Your instructions: Please present every line of the records below as a numbered list, omitting the blank lines.

Records drawn from a collection:
---

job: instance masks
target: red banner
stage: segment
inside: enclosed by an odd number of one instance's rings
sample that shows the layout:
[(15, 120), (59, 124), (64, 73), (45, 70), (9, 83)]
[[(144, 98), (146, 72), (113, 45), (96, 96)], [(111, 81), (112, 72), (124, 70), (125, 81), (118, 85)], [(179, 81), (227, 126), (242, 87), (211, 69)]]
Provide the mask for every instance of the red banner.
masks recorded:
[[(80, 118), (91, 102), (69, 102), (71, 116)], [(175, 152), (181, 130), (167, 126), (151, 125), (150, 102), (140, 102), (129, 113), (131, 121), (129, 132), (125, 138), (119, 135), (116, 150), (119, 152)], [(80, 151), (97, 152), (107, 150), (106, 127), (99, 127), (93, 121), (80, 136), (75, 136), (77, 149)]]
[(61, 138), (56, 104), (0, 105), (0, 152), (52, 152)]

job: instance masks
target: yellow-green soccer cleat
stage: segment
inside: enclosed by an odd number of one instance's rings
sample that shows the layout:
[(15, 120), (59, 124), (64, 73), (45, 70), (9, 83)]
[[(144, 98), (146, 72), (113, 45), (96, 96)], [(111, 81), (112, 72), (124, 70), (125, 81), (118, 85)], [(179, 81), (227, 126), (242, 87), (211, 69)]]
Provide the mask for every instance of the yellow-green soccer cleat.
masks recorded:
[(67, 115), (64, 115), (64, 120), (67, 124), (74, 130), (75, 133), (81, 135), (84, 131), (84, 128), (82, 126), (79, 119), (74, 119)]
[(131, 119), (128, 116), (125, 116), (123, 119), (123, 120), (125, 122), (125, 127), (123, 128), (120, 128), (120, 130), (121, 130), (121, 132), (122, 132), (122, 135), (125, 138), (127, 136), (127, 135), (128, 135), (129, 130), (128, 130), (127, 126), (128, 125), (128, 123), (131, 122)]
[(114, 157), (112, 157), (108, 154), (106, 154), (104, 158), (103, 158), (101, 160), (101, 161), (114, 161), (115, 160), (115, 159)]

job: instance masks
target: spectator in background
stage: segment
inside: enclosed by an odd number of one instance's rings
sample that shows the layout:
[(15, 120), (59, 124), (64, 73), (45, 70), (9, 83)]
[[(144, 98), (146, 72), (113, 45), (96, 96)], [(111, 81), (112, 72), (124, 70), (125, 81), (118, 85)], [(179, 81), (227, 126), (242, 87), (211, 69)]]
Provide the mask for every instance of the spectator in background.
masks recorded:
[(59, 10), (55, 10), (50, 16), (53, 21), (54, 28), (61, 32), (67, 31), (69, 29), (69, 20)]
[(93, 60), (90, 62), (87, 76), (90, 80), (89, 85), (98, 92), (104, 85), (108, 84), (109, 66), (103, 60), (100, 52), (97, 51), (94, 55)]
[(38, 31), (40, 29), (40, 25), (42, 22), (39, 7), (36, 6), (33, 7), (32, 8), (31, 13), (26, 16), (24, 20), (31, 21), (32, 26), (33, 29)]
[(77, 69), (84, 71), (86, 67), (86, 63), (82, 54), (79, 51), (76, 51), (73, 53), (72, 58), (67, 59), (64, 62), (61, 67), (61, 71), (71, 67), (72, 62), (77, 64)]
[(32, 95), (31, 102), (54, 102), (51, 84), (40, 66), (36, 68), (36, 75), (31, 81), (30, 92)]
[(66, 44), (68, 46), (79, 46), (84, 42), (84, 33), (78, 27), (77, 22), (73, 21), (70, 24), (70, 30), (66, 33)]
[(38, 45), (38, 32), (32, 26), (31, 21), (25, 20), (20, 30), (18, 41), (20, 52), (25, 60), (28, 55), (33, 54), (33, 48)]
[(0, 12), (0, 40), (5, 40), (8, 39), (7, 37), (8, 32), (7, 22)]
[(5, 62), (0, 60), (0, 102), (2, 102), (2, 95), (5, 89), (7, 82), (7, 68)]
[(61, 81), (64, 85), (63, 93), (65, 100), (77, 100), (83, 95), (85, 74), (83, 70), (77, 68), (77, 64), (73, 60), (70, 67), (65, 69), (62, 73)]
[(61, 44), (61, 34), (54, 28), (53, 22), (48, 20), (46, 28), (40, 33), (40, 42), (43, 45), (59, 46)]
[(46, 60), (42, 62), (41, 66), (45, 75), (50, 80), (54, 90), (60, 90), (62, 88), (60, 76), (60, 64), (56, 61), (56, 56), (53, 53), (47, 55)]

---

Exercise answer:
1. job: instance masks
2. target: red banner
3. stage: segment
4. inside: enclosed by an odd number of one instance's rings
5. sample that shows the layout:
6. [(15, 120), (59, 124), (64, 73), (45, 70), (9, 83)]
7. [[(144, 98), (146, 72), (113, 45), (96, 96)], [(111, 81), (112, 72), (124, 70), (125, 81), (118, 85)], [(179, 81), (227, 126), (242, 87), (211, 69)]]
8. Provide the mask for every instance of the red banner.
9. masks recorded:
10. [[(80, 118), (91, 102), (69, 102), (71, 116)], [(175, 152), (181, 130), (167, 126), (151, 125), (150, 102), (140, 102), (129, 113), (131, 121), (129, 132), (125, 138), (119, 135), (116, 150), (119, 152)], [(80, 151), (97, 152), (107, 150), (106, 127), (99, 127), (93, 121), (80, 136), (75, 136), (77, 149)]]
11. [(61, 138), (56, 104), (0, 105), (0, 152), (52, 152)]
12. job: instance masks
13. target: yellow-green soccer cleat
14. stage: segment
15. inside: enclosed by an odd number of one instance's rings
16. sample that shows the layout:
17. [(15, 120), (59, 124), (64, 73), (45, 70), (9, 83)]
18. [[(144, 98), (146, 72), (113, 45), (96, 96)], [(111, 81), (112, 72), (124, 70), (125, 81), (118, 85)], [(179, 81), (227, 126), (242, 87), (211, 69)]]
19. Provide the mask for every instance of the yellow-green soccer cleat.
20. masks recorded:
21. [(67, 115), (64, 115), (64, 120), (67, 124), (74, 130), (75, 133), (81, 135), (84, 131), (84, 128), (82, 126), (79, 119), (74, 119)]
22. [(131, 119), (128, 116), (125, 116), (123, 119), (123, 120), (125, 122), (125, 127), (123, 128), (120, 128), (120, 130), (121, 130), (121, 132), (122, 132), (122, 135), (125, 138), (127, 136), (127, 135), (128, 135), (129, 130), (128, 130), (127, 126), (128, 125), (128, 123), (131, 122)]
23. [(114, 157), (112, 157), (108, 154), (106, 154), (104, 158), (103, 158), (101, 160), (101, 161), (114, 161), (115, 160), (115, 159)]
24. job: instance masks
25. target: spectator in background
26. stage: segment
27. inside: enclosed by an odd number of one instance's rings
28. sample that shows the layout:
29. [(15, 120), (59, 124), (64, 73), (45, 70), (9, 83)]
30. [[(144, 98), (146, 72), (113, 45), (96, 96)], [(111, 81), (112, 72), (124, 70), (125, 81), (118, 85)], [(179, 81), (227, 126), (242, 87), (211, 69)]]
31. Provide the mask for every instance of the spectator in background.
32. masks recorded:
33. [(59, 10), (55, 10), (50, 16), (53, 21), (54, 28), (61, 32), (67, 31), (69, 29), (69, 20)]
34. [(93, 60), (90, 62), (87, 76), (90, 80), (89, 85), (98, 92), (104, 85), (108, 84), (109, 66), (103, 60), (100, 52), (97, 51), (94, 55)]
35. [(38, 31), (40, 29), (40, 25), (42, 22), (39, 7), (36, 6), (33, 7), (32, 8), (31, 13), (26, 16), (24, 20), (31, 21), (32, 26), (33, 29)]
36. [(77, 69), (84, 71), (86, 67), (86, 63), (82, 54), (79, 51), (76, 51), (73, 53), (72, 58), (67, 59), (64, 62), (61, 67), (61, 71), (71, 67), (72, 62), (77, 64)]
37. [(32, 95), (31, 102), (54, 102), (51, 84), (40, 66), (36, 68), (36, 75), (31, 81), (30, 92)]
38. [(66, 44), (68, 46), (79, 46), (84, 42), (84, 33), (78, 27), (77, 22), (73, 21), (70, 24), (70, 30), (66, 33)]
39. [(38, 45), (38, 32), (32, 26), (31, 21), (25, 20), (20, 30), (18, 41), (20, 52), (25, 60), (28, 55), (33, 54), (33, 48)]
40. [(0, 12), (0, 40), (5, 40), (8, 39), (7, 37), (8, 32), (7, 22)]
41. [(5, 62), (0, 60), (0, 102), (2, 102), (2, 95), (5, 89), (7, 82), (7, 68)]
42. [(61, 81), (64, 85), (63, 93), (65, 100), (77, 100), (83, 95), (85, 74), (83, 70), (77, 68), (77, 64), (73, 60), (70, 67), (65, 69), (62, 73)]
43. [(61, 44), (61, 34), (54, 28), (53, 22), (48, 20), (46, 28), (40, 33), (40, 42), (43, 45), (59, 46)]
44. [(46, 60), (42, 62), (41, 66), (45, 75), (50, 80), (54, 90), (60, 90), (62, 88), (60, 76), (60, 64), (56, 61), (56, 56), (53, 53), (47, 55)]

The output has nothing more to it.